#### Dataset rows

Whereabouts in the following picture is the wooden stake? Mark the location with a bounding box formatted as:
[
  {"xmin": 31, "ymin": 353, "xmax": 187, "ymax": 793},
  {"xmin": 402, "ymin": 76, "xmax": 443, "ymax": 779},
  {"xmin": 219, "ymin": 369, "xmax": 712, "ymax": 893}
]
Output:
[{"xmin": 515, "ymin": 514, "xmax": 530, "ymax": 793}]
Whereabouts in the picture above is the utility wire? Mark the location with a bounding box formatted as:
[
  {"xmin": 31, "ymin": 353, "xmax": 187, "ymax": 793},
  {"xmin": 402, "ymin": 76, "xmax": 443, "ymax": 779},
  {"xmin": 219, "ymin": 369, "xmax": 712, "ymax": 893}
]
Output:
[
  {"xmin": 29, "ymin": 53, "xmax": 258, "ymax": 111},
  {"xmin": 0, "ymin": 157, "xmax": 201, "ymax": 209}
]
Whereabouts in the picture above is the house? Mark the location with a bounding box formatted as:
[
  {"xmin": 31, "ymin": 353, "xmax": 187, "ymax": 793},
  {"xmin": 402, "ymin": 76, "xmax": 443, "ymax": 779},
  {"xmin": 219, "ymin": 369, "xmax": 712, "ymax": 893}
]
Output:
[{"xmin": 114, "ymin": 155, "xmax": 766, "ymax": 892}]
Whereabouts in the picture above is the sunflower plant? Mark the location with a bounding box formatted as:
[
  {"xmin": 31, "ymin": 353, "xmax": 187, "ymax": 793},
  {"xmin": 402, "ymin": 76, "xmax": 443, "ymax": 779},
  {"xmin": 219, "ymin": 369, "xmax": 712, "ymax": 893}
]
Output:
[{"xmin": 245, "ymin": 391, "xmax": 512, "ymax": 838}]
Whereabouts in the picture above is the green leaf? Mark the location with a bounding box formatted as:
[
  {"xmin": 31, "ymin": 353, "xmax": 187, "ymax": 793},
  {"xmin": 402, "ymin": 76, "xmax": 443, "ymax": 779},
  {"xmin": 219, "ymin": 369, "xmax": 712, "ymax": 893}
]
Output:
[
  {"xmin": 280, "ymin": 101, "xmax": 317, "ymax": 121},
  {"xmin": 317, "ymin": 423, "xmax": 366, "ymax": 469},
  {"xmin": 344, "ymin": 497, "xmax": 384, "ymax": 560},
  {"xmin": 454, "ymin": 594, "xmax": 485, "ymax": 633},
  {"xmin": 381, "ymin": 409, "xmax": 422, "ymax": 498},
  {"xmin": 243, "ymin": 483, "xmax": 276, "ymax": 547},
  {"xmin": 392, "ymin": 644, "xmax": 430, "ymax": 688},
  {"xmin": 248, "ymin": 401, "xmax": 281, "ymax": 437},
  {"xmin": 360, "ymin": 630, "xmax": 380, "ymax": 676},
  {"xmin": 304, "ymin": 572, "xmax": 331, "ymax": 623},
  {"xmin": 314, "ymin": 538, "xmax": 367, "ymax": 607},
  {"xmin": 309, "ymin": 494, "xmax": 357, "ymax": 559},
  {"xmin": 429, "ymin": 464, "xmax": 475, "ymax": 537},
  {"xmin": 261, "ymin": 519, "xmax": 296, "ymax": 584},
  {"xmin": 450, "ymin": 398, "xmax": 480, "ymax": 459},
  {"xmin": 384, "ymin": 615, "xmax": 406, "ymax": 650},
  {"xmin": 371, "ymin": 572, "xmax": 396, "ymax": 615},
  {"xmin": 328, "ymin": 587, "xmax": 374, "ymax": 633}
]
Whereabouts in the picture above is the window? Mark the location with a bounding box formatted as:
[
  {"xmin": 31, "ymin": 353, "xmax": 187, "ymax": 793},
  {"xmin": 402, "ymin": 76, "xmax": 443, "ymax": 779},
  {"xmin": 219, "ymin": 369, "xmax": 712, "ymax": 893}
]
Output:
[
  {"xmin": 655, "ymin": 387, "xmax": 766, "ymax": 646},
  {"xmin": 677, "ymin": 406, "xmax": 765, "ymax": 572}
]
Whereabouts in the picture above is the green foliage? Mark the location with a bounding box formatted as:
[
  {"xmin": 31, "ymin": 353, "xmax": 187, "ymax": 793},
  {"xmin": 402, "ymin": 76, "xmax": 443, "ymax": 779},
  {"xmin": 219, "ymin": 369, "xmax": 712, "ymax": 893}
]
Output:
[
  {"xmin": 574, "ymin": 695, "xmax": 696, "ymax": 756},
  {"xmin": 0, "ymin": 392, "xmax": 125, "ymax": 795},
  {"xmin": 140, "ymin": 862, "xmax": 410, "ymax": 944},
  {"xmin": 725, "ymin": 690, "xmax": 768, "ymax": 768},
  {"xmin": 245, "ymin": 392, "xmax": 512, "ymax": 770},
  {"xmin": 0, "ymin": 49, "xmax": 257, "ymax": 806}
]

########

## [Instruction]
Print every entry exactly as it appears.

## [Output for this task]
Whereabouts in the following picture is the wooden stake? Mark the location with a bounding box formatted as:
[
  {"xmin": 31, "ymin": 353, "xmax": 187, "ymax": 793},
  {"xmin": 402, "ymin": 76, "xmax": 443, "ymax": 779},
  {"xmin": 219, "ymin": 369, "xmax": 712, "ymax": 893}
]
Output:
[{"xmin": 515, "ymin": 514, "xmax": 530, "ymax": 793}]
Whereabouts in the picture above is the utility wire? Mark the location with a bounding box formatted as:
[
  {"xmin": 31, "ymin": 353, "xmax": 187, "ymax": 793},
  {"xmin": 402, "ymin": 76, "xmax": 443, "ymax": 779},
  {"xmin": 219, "ymin": 369, "xmax": 712, "ymax": 893}
]
Output:
[
  {"xmin": 29, "ymin": 53, "xmax": 258, "ymax": 111},
  {"xmin": 0, "ymin": 157, "xmax": 201, "ymax": 209}
]
Whereabouts in the picture above is the house? Mark the location with a bounding box formatted as:
[
  {"xmin": 31, "ymin": 353, "xmax": 187, "ymax": 793},
  {"xmin": 402, "ymin": 76, "xmax": 443, "ymax": 779},
  {"xmin": 219, "ymin": 369, "xmax": 712, "ymax": 893}
]
Output:
[{"xmin": 114, "ymin": 155, "xmax": 766, "ymax": 892}]
Whereabouts in the picture above is the sunflower plant? Mark the location with a bounding box formatted as:
[
  {"xmin": 31, "ymin": 353, "xmax": 187, "ymax": 793},
  {"xmin": 402, "ymin": 76, "xmax": 443, "ymax": 779},
  {"xmin": 219, "ymin": 369, "xmax": 712, "ymax": 893}
]
Output:
[{"xmin": 245, "ymin": 391, "xmax": 512, "ymax": 838}]
Whereabouts in the picture above is the green leaf? Mark the location with a bounding box formatted as:
[
  {"xmin": 31, "ymin": 353, "xmax": 187, "ymax": 793},
  {"xmin": 402, "ymin": 76, "xmax": 443, "ymax": 779},
  {"xmin": 219, "ymin": 369, "xmax": 712, "ymax": 893}
]
Output:
[
  {"xmin": 280, "ymin": 101, "xmax": 317, "ymax": 121},
  {"xmin": 317, "ymin": 423, "xmax": 366, "ymax": 469},
  {"xmin": 344, "ymin": 497, "xmax": 384, "ymax": 560},
  {"xmin": 454, "ymin": 594, "xmax": 485, "ymax": 633},
  {"xmin": 381, "ymin": 409, "xmax": 422, "ymax": 498},
  {"xmin": 243, "ymin": 483, "xmax": 276, "ymax": 547},
  {"xmin": 392, "ymin": 644, "xmax": 430, "ymax": 688},
  {"xmin": 248, "ymin": 401, "xmax": 281, "ymax": 437},
  {"xmin": 360, "ymin": 630, "xmax": 380, "ymax": 676},
  {"xmin": 304, "ymin": 572, "xmax": 331, "ymax": 623},
  {"xmin": 314, "ymin": 538, "xmax": 367, "ymax": 607},
  {"xmin": 309, "ymin": 494, "xmax": 357, "ymax": 559},
  {"xmin": 429, "ymin": 464, "xmax": 475, "ymax": 537},
  {"xmin": 261, "ymin": 519, "xmax": 296, "ymax": 584},
  {"xmin": 450, "ymin": 398, "xmax": 480, "ymax": 459},
  {"xmin": 384, "ymin": 615, "xmax": 406, "ymax": 650},
  {"xmin": 371, "ymin": 572, "xmax": 396, "ymax": 615},
  {"xmin": 328, "ymin": 587, "xmax": 374, "ymax": 633}
]
Whereabouts in the picture above is the window? Mark the location with a bounding box formatted as:
[
  {"xmin": 31, "ymin": 353, "xmax": 187, "ymax": 793},
  {"xmin": 402, "ymin": 76, "xmax": 443, "ymax": 779},
  {"xmin": 219, "ymin": 369, "xmax": 712, "ymax": 893}
]
Output:
[
  {"xmin": 655, "ymin": 387, "xmax": 766, "ymax": 646},
  {"xmin": 677, "ymin": 406, "xmax": 765, "ymax": 572}
]
Whereabouts in the picture above is the green foliage? Mark the location with a bounding box formatted as:
[
  {"xmin": 31, "ymin": 353, "xmax": 187, "ymax": 793},
  {"xmin": 402, "ymin": 76, "xmax": 443, "ymax": 779},
  {"xmin": 219, "ymin": 369, "xmax": 712, "ymax": 893}
]
Output:
[
  {"xmin": 574, "ymin": 695, "xmax": 696, "ymax": 756},
  {"xmin": 0, "ymin": 392, "xmax": 125, "ymax": 795},
  {"xmin": 140, "ymin": 862, "xmax": 410, "ymax": 944},
  {"xmin": 725, "ymin": 690, "xmax": 768, "ymax": 768},
  {"xmin": 245, "ymin": 392, "xmax": 512, "ymax": 770},
  {"xmin": 0, "ymin": 49, "xmax": 257, "ymax": 806}
]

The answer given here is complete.